╭─ Фрагмент страницы

В бытность службы в уголовном розыске мне доводилось встречаться с подобными историями. Конечно, я не о том, как некоторые буйствуют-буйствуют, а потом таких дел натворят, что их связанными в клетку упаковывать приходится. Я о ситуациях, которым на бегу сам придумал условное наименование - "вдруг оно как вынырнет". Все они похожи на эту петербургскую бабушку.

Конец 80-х годов. Три опера Калининского района пару дней скучали в засаде и, наконец, дождались жулика. Приняли его, оформили и распили бутылку грузинского коньяка три звездочки. Коля Пашков поехал домой. В трамвае он заснул. Проезжая по Театральной площади вдруг проснулся. Вытащил пистолет Макарова, выстрелил в затылок впереди сидящему гражданину, встал и произнес: "Не волнуйтесь! Это особо опасный преступник". После Коля сел и заснул.

Нормально?

Тогда газеты были соответствующие и ленинградцы ничего не узнали. Колю законопатили в тюремную психушку, а в Управлении уголовного розыска все курили, да не знали, что и говорить друг другу.

Примерно в это же время мне лично пришлось разговаривать с одним хлопцем. Ему было тогда примерно около 25 лет. Помню, жил он возле Нарвских ворот. Этот перец как-то утром поехал на работу и вдруг понял, что в Ленинграде высадились диверсанты (про террористов тогда никто не знал). Он подумал, что первым делом надо защищать Эрмитаж. Подбежав к Эрмитажу, товарищ увидел постового милиционера. Рванул было к нему, чтобы предупредить о напасти, но…

- Какой же это милиционер. Я сразу понял – переодетый диверсант, - рассказывал он мне, сидя напротив, пристегнутый наручниками к батарее.

Вот он его сзади по голове кирпичом и шарахнул.

Смешно?

Порой энергичные опера общались с психиатрами. И один из тех как-то мне все разжевал.

- Запомни, это называется сумеречным состоянием. То есть помрачением рассудка, которое как бы спит глубоко в человеке. Как взрывное устройство. И нужен механизм спуска. А им может оказаться что угодно. Звук разбитой рядом бутылки, визг кошки, громкий смех в автобусе, - грустно улыбаясь, объяснял он мне.

- И что, во мне такое тоже может сидеть? – подумал я прежде всего о себе любимом.

- В том-то и дело, что может. И во мне. И в каждом. Мы это пока обследовать не умеем.

Когда в ночь с 15 на 16 июня я писал статью о демоне в Юнтоловском заказнике, параллельно вспоминал те давние слова моего ученого собеседника.

╰─
╭─ Раздел данных

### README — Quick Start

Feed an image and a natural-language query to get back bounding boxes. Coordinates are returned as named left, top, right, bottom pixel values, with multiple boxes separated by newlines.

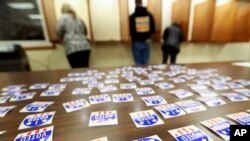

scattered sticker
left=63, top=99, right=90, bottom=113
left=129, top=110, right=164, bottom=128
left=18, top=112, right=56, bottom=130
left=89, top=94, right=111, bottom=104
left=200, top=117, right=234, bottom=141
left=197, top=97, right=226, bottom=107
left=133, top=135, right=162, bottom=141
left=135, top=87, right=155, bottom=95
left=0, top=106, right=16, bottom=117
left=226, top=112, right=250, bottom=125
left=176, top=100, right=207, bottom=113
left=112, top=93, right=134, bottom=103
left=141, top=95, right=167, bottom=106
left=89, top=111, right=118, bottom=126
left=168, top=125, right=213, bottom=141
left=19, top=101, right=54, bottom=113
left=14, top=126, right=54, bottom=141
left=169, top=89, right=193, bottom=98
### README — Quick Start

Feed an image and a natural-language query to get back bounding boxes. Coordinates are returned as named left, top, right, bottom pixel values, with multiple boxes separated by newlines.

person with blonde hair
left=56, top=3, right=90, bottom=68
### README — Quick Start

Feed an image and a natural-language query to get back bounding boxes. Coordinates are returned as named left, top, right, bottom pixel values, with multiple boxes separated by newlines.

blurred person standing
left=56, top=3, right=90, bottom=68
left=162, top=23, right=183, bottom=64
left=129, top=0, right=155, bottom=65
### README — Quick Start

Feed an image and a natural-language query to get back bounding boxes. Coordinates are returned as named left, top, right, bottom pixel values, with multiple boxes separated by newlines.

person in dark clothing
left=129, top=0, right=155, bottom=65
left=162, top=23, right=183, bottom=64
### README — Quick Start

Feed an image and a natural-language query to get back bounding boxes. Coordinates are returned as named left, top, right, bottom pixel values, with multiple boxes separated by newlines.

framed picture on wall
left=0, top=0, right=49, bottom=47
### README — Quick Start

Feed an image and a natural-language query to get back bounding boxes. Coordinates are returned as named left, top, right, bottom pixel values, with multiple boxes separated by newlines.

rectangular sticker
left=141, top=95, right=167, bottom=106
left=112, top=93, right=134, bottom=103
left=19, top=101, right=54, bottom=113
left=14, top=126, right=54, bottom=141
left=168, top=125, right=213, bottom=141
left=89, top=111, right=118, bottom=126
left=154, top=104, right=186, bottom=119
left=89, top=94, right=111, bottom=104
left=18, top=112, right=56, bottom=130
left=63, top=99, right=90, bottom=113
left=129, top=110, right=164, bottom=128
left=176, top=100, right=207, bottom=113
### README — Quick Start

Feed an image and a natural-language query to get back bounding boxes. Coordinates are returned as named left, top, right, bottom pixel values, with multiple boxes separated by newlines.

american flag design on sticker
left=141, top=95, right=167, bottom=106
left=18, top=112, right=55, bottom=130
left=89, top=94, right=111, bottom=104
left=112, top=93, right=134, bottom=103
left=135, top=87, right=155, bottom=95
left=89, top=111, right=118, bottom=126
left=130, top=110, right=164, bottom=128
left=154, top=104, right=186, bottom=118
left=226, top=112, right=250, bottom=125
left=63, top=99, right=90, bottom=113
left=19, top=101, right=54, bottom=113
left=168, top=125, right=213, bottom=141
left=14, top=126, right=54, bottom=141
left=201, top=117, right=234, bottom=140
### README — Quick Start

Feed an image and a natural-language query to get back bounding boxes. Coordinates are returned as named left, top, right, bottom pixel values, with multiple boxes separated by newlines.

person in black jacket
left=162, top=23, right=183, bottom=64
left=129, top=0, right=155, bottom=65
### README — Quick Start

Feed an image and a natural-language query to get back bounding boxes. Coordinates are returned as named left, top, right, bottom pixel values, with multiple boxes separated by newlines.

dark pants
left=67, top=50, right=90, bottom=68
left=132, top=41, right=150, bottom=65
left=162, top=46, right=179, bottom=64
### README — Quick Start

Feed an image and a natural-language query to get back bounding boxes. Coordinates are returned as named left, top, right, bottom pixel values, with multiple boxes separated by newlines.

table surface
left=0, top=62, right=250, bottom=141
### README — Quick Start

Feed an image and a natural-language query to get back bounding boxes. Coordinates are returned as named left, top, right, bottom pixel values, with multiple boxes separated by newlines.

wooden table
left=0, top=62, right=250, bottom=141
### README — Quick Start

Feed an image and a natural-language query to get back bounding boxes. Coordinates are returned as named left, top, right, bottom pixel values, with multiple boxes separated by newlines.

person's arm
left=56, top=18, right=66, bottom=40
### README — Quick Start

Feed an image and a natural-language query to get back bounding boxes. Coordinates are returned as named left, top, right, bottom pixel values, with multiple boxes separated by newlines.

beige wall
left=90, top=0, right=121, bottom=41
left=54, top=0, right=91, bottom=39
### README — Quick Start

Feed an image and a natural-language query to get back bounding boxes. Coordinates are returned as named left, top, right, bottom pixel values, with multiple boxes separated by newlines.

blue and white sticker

╰─
╭─ Раздел данных

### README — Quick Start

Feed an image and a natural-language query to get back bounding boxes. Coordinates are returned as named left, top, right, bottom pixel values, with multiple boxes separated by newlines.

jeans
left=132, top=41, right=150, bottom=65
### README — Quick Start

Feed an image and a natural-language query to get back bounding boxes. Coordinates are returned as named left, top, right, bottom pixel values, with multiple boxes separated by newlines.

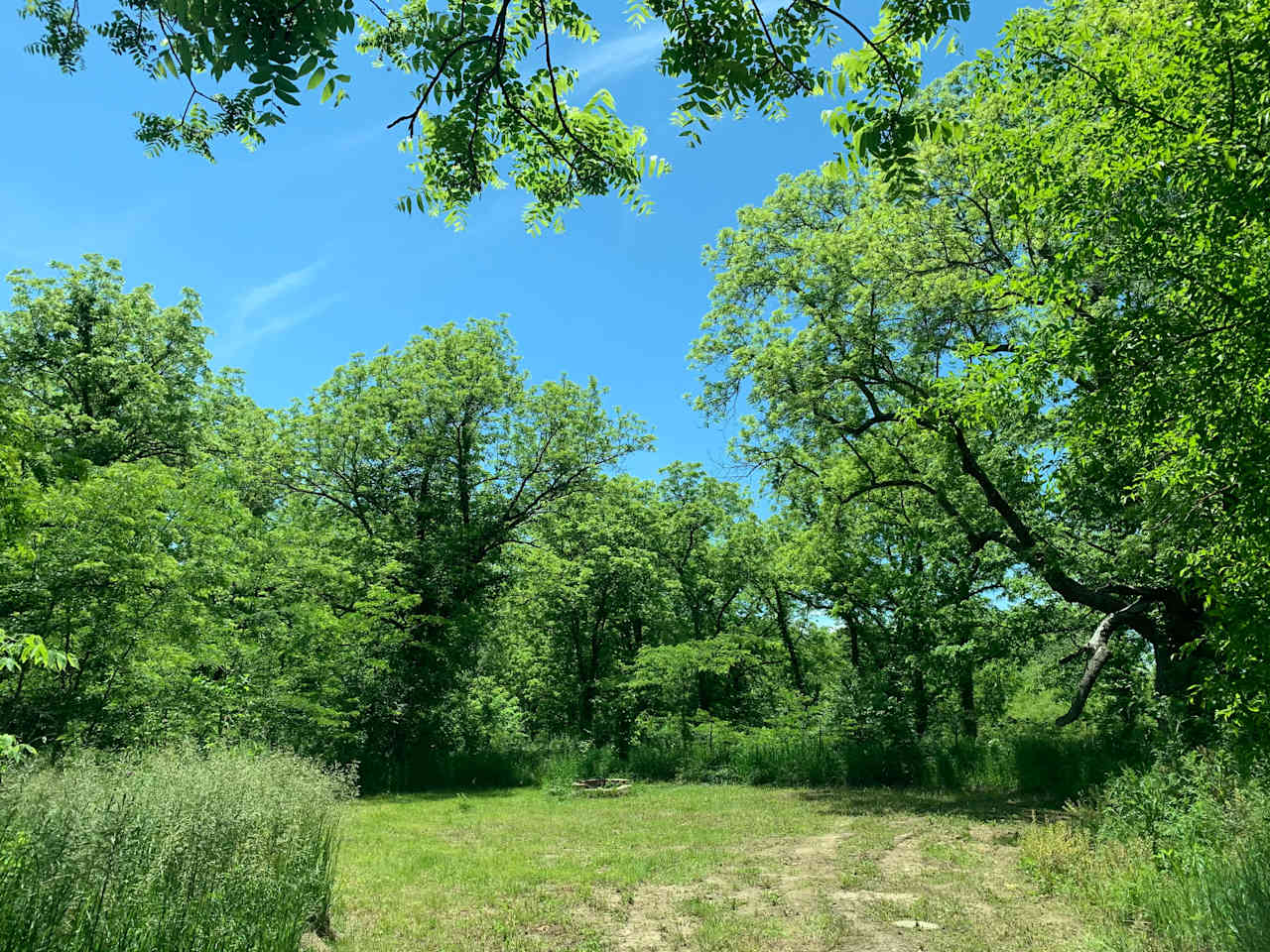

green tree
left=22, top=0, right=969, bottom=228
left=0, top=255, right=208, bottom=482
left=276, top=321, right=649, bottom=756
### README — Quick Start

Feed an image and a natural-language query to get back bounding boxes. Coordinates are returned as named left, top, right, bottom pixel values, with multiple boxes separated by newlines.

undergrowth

╰─

Задание — Какое название, по словам психиатра из фрагмента страницы, носит помрачение рассудка, которое спит глубоко в человеке?

Результат выполнения — Сумеречное состояние.